Extrait choisi

Parmi les parlementaires, Jean-Christophe Fromantin s’est fait le porte-parole de l’UDI. « Evoquer le délit d’entrave pour un droit d’expression qui relève de la liberté de conscience est une atteinte grave à la démocratie ! », a-t-il souligné. Du côté des sans-étiquettes, le « féminisme patriarcal » dénoncé par Marion Maréchal le Pen a suscité l’hystérie sur les bancs de l’hémicycle. Mais le plus tenace aura été Jacques Bompard, député de Vaucluse non-inscrit. « Nous serons tous jugés pour avoir permis que l’assemblée nationale diffuse la mort là où elle n’avait pour mission que de servir le bien commun. [...] Jugés pour avoir laissé des gens comme vous présider aux destinées de notre pays en l’inscrivant dans les plus clairs retours à la barbarie », a indiqué le parlementaire en guise de préambule. Une introduction de quelques minutes qui n’a pas manqué d’alarmer les exégètes de l’infantilisation des femmes, persuadés « qu’un enfant n’a d’existence, même virtuelle, quand il n’existe dans un projet parental » (Catherine Lemorton). Des militantes, persuadées qu’il est plus légitime de donner la mort à un enfant à naître plutôt que de faire de lui un « enfant non désiré, qui devra être suivi psychologiquement » (ibidem). Tout l’après-midi durant, le Maire d’Orange tiendra l’hémicycle, dénonçant la « promotion de la culture de mort » malgré les cris d’orfraie d’un Bruno Leroux consterné par des « propos ignobles ». Malgré les alarmes de la droite, du Front National, de l’UDI et de la Ligue du Sud, le texte sera finalement adopté. Mais retardé, fruit de nombreuses altercations, les lacunes qu’il soulève n’auront pas permis au groupe socialiste de le faire passer à sa guise et d’énoncer le message qu’il assène depuis trop longtemps comme une évidence.
« Vous porterez une grave responsabilité ! Vous représentez le passé ». Cette adresse de Nicolas Dhuicq à l’égard de Laurence Rossignol résonne comme un avertissement symptomatique : une page de l’Histoire se clôt. Celle qui, jalonnée des aspirations féministes des années soixante-dix, a fait la preuve de ses échecs. N’en déplaise aux militantes patentées du Haut Conseil entre les Femmes et les Hommes, qui se sont immédiatement réjouies de ce « pas de plus pour garantir l’accès de toutes les femmes à leur droit », celles-là ne représentent plus que l’ombre d’un passé dont elles auront à répondre. Une tribune parue dans Valeurs Actuelles, signée par de jeunes journalistes, membres du cénacle politique et métapolitique, s’en fait, au seuil de cette époque, un écho révélateur : demain, les démissionnaires du réel auront à faire face à une génération résolument persuadée « qu’on peut tout fuir, sauf sa conscience » (Stefan Zweig).

(Enregistrements tirés d'une collection de données)
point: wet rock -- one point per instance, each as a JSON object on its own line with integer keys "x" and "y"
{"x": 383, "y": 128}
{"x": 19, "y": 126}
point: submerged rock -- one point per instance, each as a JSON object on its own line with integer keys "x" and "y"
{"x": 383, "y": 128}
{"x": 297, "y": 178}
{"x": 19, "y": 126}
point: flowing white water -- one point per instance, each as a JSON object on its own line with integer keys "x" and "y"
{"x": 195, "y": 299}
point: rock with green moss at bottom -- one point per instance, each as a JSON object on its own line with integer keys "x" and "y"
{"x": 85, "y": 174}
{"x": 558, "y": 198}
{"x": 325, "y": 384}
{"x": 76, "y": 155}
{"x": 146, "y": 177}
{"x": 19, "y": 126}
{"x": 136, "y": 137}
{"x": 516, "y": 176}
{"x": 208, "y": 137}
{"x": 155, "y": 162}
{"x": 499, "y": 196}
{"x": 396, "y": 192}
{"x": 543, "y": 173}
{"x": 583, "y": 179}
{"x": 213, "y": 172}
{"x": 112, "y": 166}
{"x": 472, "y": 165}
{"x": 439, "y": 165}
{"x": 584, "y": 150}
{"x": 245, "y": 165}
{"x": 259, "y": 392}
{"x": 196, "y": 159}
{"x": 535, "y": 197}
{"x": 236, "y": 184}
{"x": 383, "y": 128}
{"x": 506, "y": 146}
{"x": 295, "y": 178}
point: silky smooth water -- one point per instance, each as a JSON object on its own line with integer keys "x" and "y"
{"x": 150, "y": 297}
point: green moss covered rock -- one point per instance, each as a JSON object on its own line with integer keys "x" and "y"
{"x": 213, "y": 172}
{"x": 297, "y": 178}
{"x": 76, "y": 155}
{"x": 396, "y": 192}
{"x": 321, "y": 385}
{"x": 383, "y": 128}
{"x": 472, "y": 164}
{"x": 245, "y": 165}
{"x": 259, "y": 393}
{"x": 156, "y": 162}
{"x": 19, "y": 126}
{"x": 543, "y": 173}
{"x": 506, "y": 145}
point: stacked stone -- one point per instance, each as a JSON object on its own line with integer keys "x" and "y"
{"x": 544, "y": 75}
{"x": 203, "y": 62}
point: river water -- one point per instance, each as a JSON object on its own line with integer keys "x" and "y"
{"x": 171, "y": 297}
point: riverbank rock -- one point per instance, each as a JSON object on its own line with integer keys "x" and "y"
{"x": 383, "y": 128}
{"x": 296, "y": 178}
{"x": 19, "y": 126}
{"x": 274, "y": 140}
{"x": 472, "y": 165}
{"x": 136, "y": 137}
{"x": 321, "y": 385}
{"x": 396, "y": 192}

...

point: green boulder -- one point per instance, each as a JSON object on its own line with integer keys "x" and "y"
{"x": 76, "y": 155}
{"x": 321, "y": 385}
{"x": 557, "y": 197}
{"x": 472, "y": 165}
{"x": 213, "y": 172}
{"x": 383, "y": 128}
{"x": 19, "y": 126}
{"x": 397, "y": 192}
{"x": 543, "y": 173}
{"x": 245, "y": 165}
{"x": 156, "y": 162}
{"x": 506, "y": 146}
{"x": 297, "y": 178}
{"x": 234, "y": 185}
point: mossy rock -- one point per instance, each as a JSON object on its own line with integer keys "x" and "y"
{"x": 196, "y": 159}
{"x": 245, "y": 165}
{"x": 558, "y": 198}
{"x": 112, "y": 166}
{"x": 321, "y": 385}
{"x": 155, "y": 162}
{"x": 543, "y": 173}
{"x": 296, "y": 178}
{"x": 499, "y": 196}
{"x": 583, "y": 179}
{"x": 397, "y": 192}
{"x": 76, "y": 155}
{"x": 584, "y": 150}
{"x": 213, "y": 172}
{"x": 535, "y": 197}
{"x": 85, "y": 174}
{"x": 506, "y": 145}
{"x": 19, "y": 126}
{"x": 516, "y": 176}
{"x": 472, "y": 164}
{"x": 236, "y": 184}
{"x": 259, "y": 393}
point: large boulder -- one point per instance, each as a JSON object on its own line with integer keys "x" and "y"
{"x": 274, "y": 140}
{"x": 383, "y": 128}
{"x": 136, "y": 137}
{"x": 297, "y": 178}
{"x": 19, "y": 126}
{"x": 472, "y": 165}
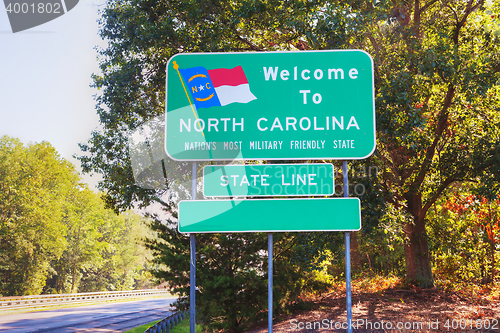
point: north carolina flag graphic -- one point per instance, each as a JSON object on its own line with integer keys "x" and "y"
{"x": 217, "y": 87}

...

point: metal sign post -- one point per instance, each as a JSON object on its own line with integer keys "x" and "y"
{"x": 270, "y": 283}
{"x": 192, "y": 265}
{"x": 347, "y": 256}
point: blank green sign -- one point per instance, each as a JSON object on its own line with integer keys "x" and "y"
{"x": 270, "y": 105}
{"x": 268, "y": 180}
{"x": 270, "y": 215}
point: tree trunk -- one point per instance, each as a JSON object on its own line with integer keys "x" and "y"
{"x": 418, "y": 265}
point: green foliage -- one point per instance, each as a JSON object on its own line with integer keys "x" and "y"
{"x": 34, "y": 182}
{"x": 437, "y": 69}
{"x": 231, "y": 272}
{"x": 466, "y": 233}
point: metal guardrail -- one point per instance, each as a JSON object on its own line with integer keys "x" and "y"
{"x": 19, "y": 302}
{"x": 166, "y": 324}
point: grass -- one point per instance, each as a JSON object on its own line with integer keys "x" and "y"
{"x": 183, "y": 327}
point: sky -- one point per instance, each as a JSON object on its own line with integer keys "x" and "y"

Consigne
Dans l'extrait choisi, pourquoi Jean-Christophe Fromantin voit-il dans le recours au délit d'entrave une atteinte grave à la démocratie ? Répondez en une à trois phrases.

Réponse
Pour lui, on invoque le délit d'entrave contre un droit d'expression qui relève de la liberté de conscience. C'est pour cette raison qu'il y voit une atteinte grave à la démocratie.